-- Start of Material --
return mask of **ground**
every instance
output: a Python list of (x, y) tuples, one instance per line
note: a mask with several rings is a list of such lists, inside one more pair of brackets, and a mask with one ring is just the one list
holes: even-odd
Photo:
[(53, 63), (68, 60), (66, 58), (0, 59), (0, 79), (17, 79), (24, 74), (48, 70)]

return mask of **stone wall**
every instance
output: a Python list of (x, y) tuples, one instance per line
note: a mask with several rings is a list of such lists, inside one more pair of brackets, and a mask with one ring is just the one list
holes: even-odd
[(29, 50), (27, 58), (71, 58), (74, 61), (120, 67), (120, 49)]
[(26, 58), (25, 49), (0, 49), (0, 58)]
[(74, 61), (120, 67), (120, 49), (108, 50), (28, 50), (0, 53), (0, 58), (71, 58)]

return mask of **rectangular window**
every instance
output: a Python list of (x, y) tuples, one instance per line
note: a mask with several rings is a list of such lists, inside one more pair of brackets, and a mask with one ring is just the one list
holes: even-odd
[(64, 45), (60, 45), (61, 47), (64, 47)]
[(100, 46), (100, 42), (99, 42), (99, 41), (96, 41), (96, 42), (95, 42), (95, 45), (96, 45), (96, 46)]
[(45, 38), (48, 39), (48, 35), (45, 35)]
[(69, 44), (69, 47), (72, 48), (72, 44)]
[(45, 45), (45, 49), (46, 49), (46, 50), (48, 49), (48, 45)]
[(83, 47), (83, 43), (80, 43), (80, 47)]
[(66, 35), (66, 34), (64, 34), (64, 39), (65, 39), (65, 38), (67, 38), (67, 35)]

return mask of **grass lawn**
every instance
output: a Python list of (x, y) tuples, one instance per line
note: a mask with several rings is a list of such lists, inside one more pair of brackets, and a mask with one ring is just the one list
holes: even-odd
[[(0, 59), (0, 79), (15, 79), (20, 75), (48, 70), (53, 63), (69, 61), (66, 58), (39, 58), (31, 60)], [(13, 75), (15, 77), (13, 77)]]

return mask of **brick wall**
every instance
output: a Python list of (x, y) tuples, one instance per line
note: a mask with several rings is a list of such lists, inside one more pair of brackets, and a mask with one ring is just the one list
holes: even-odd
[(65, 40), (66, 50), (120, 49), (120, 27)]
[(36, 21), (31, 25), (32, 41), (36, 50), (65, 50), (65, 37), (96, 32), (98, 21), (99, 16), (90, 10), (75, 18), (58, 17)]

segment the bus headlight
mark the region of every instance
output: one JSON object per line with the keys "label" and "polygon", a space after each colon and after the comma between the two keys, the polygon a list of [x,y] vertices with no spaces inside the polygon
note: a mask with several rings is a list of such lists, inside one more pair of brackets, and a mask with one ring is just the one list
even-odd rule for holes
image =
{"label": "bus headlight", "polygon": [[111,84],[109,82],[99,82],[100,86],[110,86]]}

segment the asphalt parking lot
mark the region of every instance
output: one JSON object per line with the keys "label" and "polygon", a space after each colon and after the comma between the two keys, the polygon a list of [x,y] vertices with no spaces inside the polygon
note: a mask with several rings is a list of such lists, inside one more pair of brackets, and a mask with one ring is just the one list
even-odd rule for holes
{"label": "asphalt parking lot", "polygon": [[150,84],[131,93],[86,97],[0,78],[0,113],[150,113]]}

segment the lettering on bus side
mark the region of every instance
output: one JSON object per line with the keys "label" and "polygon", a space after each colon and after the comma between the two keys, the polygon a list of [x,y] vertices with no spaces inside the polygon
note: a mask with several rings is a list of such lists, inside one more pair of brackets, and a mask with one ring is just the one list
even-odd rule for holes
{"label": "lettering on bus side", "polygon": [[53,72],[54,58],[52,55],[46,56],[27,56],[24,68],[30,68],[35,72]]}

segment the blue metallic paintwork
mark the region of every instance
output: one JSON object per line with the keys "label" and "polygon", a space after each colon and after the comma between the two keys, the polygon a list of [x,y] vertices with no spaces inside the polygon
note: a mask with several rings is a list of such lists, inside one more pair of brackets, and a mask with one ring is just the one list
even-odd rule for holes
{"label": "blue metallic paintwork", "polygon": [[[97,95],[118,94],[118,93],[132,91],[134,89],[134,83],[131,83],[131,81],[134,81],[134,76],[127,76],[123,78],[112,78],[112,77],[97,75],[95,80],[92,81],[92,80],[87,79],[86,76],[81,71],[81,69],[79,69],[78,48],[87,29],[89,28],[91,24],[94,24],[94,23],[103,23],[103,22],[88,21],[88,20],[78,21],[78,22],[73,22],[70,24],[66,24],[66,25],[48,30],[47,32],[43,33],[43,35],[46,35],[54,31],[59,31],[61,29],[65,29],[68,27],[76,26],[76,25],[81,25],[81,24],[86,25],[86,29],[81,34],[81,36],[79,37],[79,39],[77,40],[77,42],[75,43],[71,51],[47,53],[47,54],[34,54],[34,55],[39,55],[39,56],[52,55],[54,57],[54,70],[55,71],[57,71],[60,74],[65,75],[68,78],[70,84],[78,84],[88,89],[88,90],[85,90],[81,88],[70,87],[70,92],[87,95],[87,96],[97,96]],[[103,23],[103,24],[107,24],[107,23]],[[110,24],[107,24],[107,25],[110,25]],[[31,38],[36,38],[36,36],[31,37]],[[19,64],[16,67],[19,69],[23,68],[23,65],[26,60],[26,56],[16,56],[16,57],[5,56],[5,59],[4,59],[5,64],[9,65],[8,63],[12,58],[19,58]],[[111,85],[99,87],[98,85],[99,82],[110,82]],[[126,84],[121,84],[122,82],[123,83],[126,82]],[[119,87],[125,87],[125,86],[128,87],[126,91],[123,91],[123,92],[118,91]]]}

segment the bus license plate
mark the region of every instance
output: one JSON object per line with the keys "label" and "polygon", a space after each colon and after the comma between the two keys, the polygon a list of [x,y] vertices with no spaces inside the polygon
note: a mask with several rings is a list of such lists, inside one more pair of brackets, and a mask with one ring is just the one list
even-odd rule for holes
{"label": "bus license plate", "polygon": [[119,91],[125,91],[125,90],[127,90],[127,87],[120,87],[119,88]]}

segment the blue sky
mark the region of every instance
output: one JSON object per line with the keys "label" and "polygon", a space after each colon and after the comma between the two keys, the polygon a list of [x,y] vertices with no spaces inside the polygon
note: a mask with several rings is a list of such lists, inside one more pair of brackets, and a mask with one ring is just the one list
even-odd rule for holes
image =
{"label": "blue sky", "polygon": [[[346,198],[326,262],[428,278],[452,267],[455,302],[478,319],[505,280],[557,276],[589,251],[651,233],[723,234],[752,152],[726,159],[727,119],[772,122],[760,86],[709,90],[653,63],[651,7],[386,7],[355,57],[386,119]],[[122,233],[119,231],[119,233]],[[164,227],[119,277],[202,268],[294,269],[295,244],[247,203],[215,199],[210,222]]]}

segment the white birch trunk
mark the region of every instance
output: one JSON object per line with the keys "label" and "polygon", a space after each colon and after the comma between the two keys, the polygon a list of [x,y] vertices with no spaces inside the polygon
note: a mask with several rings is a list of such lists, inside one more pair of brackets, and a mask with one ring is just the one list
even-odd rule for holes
-- End of Material --
Exercise details:
Rewrite the material above with "stone wall" renamed to "masonry wall" and everything else kept the same.

Finished answer:
return mask of **ground**
every instance
output: a Python list of (x, y) tuples, one instance per line
note: a mask with several rings is a list of such lists, inside one more pair of brackets, and a mask with one ring is just the one list
holes: even-odd
Photo:
[(53, 63), (68, 60), (66, 58), (0, 59), (0, 79), (17, 79), (24, 74), (48, 70)]

return mask of **masonry wall**
every instance
output: a Python list of (x, y) tuples, one instance per line
note: a mask with several rings is a list of such lists, inside one more pair of brackets, and a mask with one ring is just the one list
holes: even-odd
[(29, 50), (27, 58), (71, 58), (74, 61), (120, 67), (120, 49)]
[(26, 58), (25, 49), (0, 49), (0, 58)]
[(74, 61), (120, 67), (120, 49), (108, 50), (28, 50), (0, 53), (0, 58), (71, 58)]

return mask of **rectangular window**
every instance
output: a Python list of (x, y) tuples, one instance per line
note: a mask with several rings is a list of such lists, inside one more pair of brackets, and a mask with one ring is just the one list
holes: even-odd
[(64, 45), (60, 45), (61, 47), (64, 47)]
[(100, 46), (100, 42), (99, 42), (99, 41), (96, 41), (96, 42), (95, 42), (95, 45), (96, 45), (96, 46)]
[(45, 38), (48, 39), (48, 35), (45, 35)]
[(69, 44), (69, 47), (72, 48), (72, 44)]
[(45, 45), (45, 49), (46, 49), (46, 50), (48, 49), (48, 45)]
[(83, 47), (83, 43), (80, 43), (80, 47)]
[(66, 35), (66, 34), (64, 34), (64, 39), (65, 39), (65, 38), (67, 38), (67, 35)]

return mask of **grass lawn**
every instance
output: a Python list of (x, y) tuples, one instance per line
note: a mask with several rings is a list of such lists, inside one more pair of brackets, and a mask with one ring is just the one list
holes: even-odd
[[(0, 59), (0, 79), (15, 79), (20, 75), (48, 70), (53, 63), (69, 61), (66, 58), (39, 58), (31, 60)], [(13, 75), (15, 77), (13, 77)]]

return mask of **brick wall**
every instance
output: a Python list of (x, y) tuples, one instance per line
note: a mask with several rings is a list of such lists, inside one more pair of brackets, and a mask with one ring is just the one list
holes: even-odd
[(65, 40), (66, 50), (120, 49), (120, 27)]
[(36, 21), (31, 25), (32, 41), (36, 50), (65, 50), (65, 37), (96, 32), (98, 21), (99, 16), (90, 10), (75, 18), (58, 17)]

segment the bus headlight
mark the region of every instance
output: one JSON object per line with the keys "label" and "polygon", a space after each colon and after the comma between the two keys, the polygon a list of [x,y] vertices with no spaces inside the polygon
note: a mask with several rings is a list of such lists, inside one more pair of brackets, and a mask with one ring is just the one list
even-odd rule for holes
image =
{"label": "bus headlight", "polygon": [[111,84],[109,82],[99,82],[100,86],[110,86]]}

segment the asphalt parking lot
mark the region of every instance
output: one JSON object per line with the keys "label" and "polygon", a space after each colon and after the comma between the two keys, the polygon a list of [x,y] vertices with no spaces inside the polygon
note: a mask with several rings is a list of such lists, inside one more pair of brackets, and a mask with one ring is just the one list
even-odd rule for holes
{"label": "asphalt parking lot", "polygon": [[150,84],[131,93],[86,97],[0,78],[0,113],[150,113]]}

segment the lettering on bus side
mark the region of every instance
output: one JSON object per line with the keys "label" and "polygon", a space after each colon and after the comma between the two keys, the polygon a list of [x,y] vertices with no spaces inside the polygon
note: a mask with several rings is a list of such lists, inside one more pair of brackets, and a mask with one ring is just the one list
even-odd rule for holes
{"label": "lettering on bus side", "polygon": [[53,72],[54,58],[52,55],[46,56],[27,56],[24,68],[30,68],[35,72]]}

segment the blue metallic paintwork
mark the region of every instance
output: one JSON object per line with the keys "label" and "polygon", a space after each colon and after the comma between the two keys, the polygon a list of [x,y] vertices with no spaces inside the polygon
note: a mask with several rings is a list of such lists, inside one more pair of brackets, and a mask with one ring is just the one list
even-odd rule for holes
{"label": "blue metallic paintwork", "polygon": [[[97,95],[118,94],[118,93],[132,91],[134,89],[134,83],[131,83],[131,81],[134,81],[134,76],[127,76],[123,78],[112,78],[112,77],[97,75],[95,80],[92,81],[92,80],[87,79],[86,76],[81,71],[81,69],[79,69],[78,48],[87,29],[89,28],[91,24],[94,24],[94,23],[103,23],[103,22],[88,21],[88,20],[78,21],[78,22],[73,22],[70,24],[66,24],[66,25],[48,30],[47,32],[43,33],[43,35],[46,35],[54,31],[59,31],[61,29],[65,29],[68,27],[76,26],[76,25],[81,25],[81,24],[86,25],[86,29],[81,34],[81,36],[79,37],[79,39],[77,40],[77,42],[75,43],[71,51],[47,53],[47,54],[34,54],[34,55],[39,55],[39,56],[52,55],[54,57],[54,70],[55,71],[57,71],[60,74],[65,75],[68,78],[70,84],[78,84],[88,89],[88,90],[85,90],[81,88],[70,87],[70,92],[87,95],[87,96],[97,96]],[[103,23],[103,24],[107,24],[107,23]],[[110,24],[107,24],[107,25],[110,25]],[[31,38],[36,38],[36,36],[31,37]],[[19,64],[16,67],[19,69],[23,68],[23,65],[26,60],[26,56],[16,56],[16,57],[5,56],[5,59],[4,59],[5,64],[9,65],[8,63],[12,58],[19,58]],[[111,85],[99,87],[98,85],[99,82],[110,82]],[[126,84],[121,84],[122,82],[123,83],[126,82]],[[119,87],[125,87],[125,86],[128,87],[126,91],[123,91],[123,92],[118,91]]]}

segment the bus license plate
mark the region of every instance
output: one JSON object per line with the keys "label" and "polygon", a space after each colon and after the comma between the two keys, the polygon a list of [x,y] vertices with no spaces inside the polygon
note: a mask with several rings is a list of such lists, inside one more pair of brackets, and a mask with one ring is just the one list
even-odd rule for holes
{"label": "bus license plate", "polygon": [[119,91],[125,91],[125,90],[127,90],[127,87],[120,87],[119,88]]}

segment the blue sky
mark the region of every instance
output: one JSON object per line with the keys "label" and "polygon", a space after each colon and after the comma between the two keys, the polygon a list of [x,y] vertices with no spaces inside the polygon
note: a mask with several rings is a list of such lists, inside one more pair of brackets, and a mask with one ring is just the one list
even-odd rule for holes
image =
{"label": "blue sky", "polygon": [[[346,198],[326,262],[428,278],[452,267],[455,302],[478,319],[505,280],[557,276],[589,251],[651,233],[723,234],[752,152],[726,159],[727,119],[772,122],[760,86],[709,90],[653,63],[651,7],[386,7],[355,57],[386,119]],[[122,233],[119,231],[119,233]],[[164,227],[119,277],[202,268],[294,269],[295,244],[247,203],[215,199],[210,222]]]}

segment the white birch trunk
mark the region of every instance
output: one JSON object per line with the keys "label" and "polygon", a space after each colon and after the comma between the two keys, the polygon a list of [x,y] vertices with no spaces inside the polygon
note: a mask with several rings is a list of such lists, inside one more pair of brackets, and a mask with one ring is just the one list
even-odd rule for holes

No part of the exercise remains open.